- Exercise description -
Character for character, give back every line below.

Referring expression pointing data
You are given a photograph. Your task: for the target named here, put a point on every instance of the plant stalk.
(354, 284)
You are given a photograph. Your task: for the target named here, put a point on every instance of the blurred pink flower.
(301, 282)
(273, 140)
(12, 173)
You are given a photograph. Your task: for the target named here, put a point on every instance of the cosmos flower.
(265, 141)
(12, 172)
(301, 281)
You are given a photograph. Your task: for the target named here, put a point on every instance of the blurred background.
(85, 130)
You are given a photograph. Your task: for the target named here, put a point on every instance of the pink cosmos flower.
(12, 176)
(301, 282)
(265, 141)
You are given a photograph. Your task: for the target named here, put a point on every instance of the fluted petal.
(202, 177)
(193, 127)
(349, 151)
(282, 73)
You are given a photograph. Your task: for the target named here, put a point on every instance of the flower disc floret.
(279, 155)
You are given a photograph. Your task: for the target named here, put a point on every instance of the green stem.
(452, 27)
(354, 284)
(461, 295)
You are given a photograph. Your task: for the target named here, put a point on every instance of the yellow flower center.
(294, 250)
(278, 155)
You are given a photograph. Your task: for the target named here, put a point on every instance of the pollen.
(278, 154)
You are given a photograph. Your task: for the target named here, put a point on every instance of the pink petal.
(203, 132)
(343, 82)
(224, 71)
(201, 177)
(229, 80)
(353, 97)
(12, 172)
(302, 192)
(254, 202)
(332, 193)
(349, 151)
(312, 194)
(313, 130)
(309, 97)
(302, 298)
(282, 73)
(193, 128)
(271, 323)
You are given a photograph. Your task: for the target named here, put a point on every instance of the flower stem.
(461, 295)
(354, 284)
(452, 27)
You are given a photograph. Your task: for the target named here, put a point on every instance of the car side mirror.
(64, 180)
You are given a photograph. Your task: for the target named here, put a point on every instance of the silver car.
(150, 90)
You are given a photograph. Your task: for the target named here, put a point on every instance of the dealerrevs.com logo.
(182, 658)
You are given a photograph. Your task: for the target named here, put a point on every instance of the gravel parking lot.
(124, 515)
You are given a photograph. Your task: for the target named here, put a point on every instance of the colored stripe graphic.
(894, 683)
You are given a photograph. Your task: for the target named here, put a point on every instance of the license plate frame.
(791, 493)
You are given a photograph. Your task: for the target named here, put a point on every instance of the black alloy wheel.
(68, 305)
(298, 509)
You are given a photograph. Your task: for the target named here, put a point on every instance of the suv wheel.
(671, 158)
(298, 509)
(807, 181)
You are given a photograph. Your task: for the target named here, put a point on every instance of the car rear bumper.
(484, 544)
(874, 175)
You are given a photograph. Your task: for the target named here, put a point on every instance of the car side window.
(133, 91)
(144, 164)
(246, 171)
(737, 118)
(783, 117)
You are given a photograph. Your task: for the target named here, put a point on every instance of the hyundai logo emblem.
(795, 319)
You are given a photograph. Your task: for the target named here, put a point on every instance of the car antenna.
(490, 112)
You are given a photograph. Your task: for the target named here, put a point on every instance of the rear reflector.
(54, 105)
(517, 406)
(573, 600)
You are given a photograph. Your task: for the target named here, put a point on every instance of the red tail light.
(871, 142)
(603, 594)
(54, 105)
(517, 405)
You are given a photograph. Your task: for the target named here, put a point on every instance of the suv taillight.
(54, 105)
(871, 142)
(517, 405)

- Result for this exercise -
You are given a photograph. Your task: for the target named here, put a point on every instance of the plant stalk.
(354, 284)
You are given a photograph. Your task: for the target named here, put a point on every instance of the blurred pink flower.
(301, 282)
(273, 140)
(12, 173)
You are given a photograph. Your task: for the target named here, put a point on every instance of the cosmos flower.
(265, 141)
(12, 172)
(301, 281)
You are given a photograph. Your task: for the target named here, put a point on every instance of the blurred background.
(85, 130)
You are given a photograph. Your task: for the target named here, put a point on every instance of the pink cosmos flower.
(12, 176)
(301, 282)
(265, 141)
You are given a photograph. Your task: for the target named here, put a point on every instance of the fluted petal.
(202, 177)
(193, 127)
(349, 151)
(282, 73)
You are given a photograph. Your task: for the target named here, put a point on every instance of the flower disc floret.
(279, 155)
You are given a photograph. Your task: for the target named here, put a point on every instance of the green stem.
(452, 27)
(354, 284)
(461, 295)
You are given a photograph. Your task: for the target named here, put a point on every instance of the yellow flower center.
(294, 250)
(278, 155)
You are given a photograph. Your task: for the target named here, put a point on every instance of the pollen.
(278, 154)
You are given a photograph. Your task: for the target named here, put a point on every instance of the pink petal.
(203, 132)
(343, 82)
(224, 71)
(201, 177)
(229, 80)
(353, 97)
(12, 172)
(302, 192)
(254, 202)
(332, 193)
(349, 151)
(312, 194)
(313, 130)
(309, 97)
(302, 298)
(282, 73)
(193, 128)
(271, 323)
You are given a photograph. Your task: for the target named here, put a point on every instance of the flower stem.
(461, 295)
(354, 284)
(452, 27)
You are given a photograph. Your task: for the target named here, put a point on every instance of the car side mirror.
(64, 180)
You are given a photograph. Your task: for the target named here, put a point on every instance of the silver car.
(150, 90)
You are given a photograph. Your task: for the target named here, put a point on every instance of the dealerrevs.com logo.
(182, 658)
You are given a photograph. Your task: for the target named here, put a point on every instance of the gravel parking lot.
(124, 515)
You are given a photograph. Your task: for the target named here, put a point on every instance of the colored stripe graphic.
(894, 683)
You are given a photograph. Your task: for the target named here, put a point on every instance of the license plate frame.
(791, 493)
You are given a photograph. Your task: for the target named here, put a point on every instance of the black alloy wheel.
(68, 305)
(298, 509)
You are given a photograph. Your task: for the target named here, put a point on every instance of the suv wheel.
(671, 158)
(298, 509)
(807, 181)
You are given a photograph. Your task: for the target named here, put a point on every instance of the car rear bumper.
(484, 544)
(874, 175)
You are given a photograph. Your task: for the target named here, put a point on every instance of the car side window.
(133, 91)
(144, 164)
(246, 171)
(737, 118)
(783, 117)
You are given a photograph. Your task: for the target named here, put a point on every instance of the hyundai logo emblem.
(795, 319)
You are given a photograph. Your task: for the target named here, put a point on every instance of the car antenna.
(490, 112)
You are given a photograph. Your task: for the target named here, put a point on every instance of the rear reflector.
(54, 105)
(517, 406)
(573, 600)
You are given a photograph. Your task: for the target named here, put a point on every instance of the red tail light.
(871, 142)
(603, 594)
(54, 105)
(517, 405)
You are given a photograph. Your task: for the target named here, put a point on every instance of the suv taillight.
(54, 105)
(871, 142)
(517, 405)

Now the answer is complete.